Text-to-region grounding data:

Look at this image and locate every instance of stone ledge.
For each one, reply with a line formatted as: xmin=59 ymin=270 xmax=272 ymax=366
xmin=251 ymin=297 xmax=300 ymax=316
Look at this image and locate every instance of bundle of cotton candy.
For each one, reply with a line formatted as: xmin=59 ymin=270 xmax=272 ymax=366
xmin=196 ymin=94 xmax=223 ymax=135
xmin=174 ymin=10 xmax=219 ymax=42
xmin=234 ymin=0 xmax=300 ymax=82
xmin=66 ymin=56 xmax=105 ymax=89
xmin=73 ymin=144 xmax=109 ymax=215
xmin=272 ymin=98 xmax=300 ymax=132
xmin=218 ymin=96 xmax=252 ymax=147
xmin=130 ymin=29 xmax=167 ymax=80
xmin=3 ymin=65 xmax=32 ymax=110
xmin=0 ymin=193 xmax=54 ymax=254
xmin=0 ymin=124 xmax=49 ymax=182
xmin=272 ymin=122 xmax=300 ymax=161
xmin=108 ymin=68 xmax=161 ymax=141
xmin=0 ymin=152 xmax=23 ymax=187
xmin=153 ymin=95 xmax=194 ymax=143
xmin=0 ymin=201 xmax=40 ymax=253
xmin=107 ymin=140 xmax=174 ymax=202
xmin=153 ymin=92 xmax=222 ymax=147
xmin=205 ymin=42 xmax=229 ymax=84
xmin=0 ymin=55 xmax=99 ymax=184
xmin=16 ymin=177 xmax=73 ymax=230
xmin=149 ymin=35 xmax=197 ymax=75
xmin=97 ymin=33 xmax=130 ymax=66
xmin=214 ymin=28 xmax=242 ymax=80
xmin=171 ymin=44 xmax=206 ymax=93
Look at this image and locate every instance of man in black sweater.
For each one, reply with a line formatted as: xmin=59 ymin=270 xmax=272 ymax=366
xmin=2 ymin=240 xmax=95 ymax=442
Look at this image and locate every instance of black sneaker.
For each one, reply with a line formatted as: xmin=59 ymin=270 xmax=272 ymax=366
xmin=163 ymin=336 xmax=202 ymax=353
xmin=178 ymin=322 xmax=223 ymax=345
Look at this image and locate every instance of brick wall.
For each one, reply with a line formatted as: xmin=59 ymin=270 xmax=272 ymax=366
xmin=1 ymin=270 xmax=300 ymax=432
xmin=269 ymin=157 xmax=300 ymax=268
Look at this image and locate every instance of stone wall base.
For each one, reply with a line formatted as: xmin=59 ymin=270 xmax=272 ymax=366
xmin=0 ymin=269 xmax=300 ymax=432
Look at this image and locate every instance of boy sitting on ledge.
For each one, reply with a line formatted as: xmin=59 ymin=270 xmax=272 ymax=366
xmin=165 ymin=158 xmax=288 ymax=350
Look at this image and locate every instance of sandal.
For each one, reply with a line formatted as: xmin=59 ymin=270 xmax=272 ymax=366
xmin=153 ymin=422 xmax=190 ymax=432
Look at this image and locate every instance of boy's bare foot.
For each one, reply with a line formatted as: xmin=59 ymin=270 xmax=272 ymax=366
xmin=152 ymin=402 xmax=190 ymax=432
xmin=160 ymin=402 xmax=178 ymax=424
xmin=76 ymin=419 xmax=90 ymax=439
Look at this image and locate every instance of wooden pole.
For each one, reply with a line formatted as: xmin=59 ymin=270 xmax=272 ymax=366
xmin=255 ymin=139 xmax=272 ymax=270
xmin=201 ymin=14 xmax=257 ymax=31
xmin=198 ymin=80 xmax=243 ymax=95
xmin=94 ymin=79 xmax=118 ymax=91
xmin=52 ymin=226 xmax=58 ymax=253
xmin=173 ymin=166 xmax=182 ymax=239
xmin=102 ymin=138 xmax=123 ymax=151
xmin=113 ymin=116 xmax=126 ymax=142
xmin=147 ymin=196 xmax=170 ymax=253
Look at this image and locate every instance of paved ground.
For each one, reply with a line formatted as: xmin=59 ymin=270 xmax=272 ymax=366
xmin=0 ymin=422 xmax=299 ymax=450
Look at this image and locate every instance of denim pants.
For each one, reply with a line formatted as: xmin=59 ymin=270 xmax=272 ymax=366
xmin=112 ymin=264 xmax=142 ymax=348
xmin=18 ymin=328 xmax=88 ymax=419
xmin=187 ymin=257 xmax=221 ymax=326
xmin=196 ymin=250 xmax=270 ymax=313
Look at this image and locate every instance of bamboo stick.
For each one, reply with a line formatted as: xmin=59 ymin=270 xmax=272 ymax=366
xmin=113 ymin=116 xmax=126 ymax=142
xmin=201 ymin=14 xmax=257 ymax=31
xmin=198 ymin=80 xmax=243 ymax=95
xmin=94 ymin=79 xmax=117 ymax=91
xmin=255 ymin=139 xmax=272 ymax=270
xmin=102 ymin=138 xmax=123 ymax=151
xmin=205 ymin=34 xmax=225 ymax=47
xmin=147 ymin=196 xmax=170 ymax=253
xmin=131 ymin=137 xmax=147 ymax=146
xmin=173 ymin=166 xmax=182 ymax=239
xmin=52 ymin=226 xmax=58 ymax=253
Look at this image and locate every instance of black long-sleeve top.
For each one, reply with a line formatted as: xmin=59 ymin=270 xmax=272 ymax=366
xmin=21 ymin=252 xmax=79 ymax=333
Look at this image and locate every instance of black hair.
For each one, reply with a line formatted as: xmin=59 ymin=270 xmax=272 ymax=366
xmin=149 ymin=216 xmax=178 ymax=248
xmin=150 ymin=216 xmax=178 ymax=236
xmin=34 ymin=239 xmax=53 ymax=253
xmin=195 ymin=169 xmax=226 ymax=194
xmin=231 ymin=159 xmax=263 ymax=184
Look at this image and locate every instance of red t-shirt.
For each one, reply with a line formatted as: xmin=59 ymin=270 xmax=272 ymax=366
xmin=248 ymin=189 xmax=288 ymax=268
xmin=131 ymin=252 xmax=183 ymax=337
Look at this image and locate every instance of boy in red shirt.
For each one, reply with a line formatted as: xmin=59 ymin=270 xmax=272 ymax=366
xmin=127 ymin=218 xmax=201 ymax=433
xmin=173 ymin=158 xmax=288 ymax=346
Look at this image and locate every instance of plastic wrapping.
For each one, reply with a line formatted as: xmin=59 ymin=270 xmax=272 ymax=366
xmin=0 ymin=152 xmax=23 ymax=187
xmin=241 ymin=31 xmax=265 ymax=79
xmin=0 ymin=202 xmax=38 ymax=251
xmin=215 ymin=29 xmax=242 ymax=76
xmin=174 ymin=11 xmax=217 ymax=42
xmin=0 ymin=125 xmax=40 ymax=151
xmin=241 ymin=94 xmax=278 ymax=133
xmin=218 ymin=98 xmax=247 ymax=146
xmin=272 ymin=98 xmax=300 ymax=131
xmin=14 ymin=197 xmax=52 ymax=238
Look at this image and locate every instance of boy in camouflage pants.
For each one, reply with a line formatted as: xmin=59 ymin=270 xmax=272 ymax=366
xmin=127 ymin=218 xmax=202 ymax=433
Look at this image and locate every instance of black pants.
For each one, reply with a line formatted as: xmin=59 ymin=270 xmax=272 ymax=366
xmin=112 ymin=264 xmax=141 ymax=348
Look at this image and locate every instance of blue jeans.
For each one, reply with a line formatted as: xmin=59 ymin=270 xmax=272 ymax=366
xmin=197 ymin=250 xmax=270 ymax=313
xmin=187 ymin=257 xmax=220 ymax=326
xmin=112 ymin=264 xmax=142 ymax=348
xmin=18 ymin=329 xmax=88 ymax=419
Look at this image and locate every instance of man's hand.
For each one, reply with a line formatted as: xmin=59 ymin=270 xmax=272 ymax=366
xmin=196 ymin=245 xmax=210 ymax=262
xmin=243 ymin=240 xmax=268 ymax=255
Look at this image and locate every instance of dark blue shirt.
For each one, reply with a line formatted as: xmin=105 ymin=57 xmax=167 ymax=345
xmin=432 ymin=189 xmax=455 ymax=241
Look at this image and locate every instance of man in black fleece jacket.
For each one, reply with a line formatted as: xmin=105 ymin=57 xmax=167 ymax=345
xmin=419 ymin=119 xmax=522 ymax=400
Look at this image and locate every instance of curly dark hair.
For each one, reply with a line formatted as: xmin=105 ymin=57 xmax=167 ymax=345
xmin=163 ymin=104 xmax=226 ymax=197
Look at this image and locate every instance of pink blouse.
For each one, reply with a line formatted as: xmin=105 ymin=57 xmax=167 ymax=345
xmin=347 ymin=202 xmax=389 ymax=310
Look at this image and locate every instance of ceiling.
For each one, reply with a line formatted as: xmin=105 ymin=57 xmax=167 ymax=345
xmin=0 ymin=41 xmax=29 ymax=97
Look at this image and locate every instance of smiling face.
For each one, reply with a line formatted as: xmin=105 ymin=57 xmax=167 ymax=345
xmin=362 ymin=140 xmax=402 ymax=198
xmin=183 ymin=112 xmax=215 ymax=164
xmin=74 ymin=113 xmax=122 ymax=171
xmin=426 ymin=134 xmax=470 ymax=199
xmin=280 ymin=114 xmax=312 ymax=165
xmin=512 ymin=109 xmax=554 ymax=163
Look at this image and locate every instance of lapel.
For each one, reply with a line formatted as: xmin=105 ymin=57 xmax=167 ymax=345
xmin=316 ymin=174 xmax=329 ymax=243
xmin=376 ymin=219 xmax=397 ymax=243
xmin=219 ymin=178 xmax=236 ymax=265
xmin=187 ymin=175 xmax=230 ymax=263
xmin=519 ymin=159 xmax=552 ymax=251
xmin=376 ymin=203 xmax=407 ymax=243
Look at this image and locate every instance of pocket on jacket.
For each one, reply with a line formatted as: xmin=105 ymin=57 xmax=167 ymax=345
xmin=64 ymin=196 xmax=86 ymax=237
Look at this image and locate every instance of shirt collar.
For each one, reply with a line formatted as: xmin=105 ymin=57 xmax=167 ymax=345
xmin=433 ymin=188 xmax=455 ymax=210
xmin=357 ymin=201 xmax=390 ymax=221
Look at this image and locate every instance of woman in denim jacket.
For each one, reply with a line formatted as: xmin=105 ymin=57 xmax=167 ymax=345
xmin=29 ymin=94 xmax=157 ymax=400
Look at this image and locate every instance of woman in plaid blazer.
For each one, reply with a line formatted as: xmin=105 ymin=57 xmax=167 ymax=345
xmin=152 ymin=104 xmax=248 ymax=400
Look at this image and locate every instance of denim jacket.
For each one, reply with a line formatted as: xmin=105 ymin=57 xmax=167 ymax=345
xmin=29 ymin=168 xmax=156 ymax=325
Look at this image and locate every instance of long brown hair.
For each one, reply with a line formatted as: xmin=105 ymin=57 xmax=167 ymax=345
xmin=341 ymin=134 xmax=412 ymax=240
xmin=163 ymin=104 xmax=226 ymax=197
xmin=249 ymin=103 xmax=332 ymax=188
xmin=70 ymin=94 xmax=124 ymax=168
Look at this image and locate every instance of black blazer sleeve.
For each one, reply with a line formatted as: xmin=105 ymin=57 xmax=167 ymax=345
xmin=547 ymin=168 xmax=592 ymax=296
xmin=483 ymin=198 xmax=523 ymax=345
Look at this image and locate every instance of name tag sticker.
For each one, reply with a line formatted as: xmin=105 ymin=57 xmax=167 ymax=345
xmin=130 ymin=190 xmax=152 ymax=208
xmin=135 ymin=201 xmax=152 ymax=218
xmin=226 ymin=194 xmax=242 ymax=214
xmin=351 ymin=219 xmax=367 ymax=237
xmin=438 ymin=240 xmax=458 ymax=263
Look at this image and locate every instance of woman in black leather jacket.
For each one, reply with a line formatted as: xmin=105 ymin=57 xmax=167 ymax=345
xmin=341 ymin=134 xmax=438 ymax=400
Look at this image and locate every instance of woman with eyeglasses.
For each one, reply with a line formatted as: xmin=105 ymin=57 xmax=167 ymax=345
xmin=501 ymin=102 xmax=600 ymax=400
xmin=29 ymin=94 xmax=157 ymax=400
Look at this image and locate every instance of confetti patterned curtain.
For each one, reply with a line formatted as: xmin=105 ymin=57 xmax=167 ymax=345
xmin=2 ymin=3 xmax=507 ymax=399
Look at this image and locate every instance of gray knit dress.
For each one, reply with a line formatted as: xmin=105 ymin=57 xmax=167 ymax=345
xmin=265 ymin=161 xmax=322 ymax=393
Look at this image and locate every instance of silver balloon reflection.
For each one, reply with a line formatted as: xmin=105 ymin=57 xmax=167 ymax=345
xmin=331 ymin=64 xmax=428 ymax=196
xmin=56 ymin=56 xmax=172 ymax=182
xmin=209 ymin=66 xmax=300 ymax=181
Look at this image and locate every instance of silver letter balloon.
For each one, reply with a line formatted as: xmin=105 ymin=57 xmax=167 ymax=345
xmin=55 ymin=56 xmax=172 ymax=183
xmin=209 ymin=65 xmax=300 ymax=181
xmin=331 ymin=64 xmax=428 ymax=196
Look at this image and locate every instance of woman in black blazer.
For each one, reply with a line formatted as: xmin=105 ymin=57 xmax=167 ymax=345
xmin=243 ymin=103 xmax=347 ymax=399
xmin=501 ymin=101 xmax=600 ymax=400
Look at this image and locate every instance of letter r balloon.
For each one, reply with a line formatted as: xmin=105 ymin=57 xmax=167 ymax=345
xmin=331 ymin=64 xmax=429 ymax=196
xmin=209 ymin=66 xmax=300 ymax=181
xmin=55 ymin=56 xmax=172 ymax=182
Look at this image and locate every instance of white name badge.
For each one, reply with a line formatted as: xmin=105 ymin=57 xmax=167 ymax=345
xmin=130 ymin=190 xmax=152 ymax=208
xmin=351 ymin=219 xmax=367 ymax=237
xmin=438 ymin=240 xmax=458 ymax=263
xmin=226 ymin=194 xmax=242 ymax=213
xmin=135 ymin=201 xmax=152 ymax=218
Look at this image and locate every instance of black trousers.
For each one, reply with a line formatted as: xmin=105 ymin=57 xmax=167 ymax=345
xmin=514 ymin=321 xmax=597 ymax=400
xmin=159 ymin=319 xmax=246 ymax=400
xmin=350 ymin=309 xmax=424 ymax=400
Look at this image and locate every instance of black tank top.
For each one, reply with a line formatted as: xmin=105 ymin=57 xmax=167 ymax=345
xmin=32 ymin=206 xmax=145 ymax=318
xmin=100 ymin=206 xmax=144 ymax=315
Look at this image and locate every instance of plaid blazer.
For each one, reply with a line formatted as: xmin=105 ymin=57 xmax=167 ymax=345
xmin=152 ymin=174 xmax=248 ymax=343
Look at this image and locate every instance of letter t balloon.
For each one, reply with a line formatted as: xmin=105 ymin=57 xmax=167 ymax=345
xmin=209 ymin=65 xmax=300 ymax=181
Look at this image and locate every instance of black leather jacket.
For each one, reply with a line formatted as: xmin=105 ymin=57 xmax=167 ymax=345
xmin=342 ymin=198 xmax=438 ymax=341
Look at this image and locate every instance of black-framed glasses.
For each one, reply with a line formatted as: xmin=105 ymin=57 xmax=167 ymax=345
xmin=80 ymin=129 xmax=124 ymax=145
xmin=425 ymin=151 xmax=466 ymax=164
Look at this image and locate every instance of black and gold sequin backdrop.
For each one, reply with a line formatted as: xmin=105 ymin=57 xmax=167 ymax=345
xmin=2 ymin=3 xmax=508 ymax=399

● **How to complete this task**
When a line of the records holds the word "dark", copy that line.

● **Written answer**
Look at this image and locate every instance of dark blue shirt.
Look at this image and locate every instance of curly dark hair.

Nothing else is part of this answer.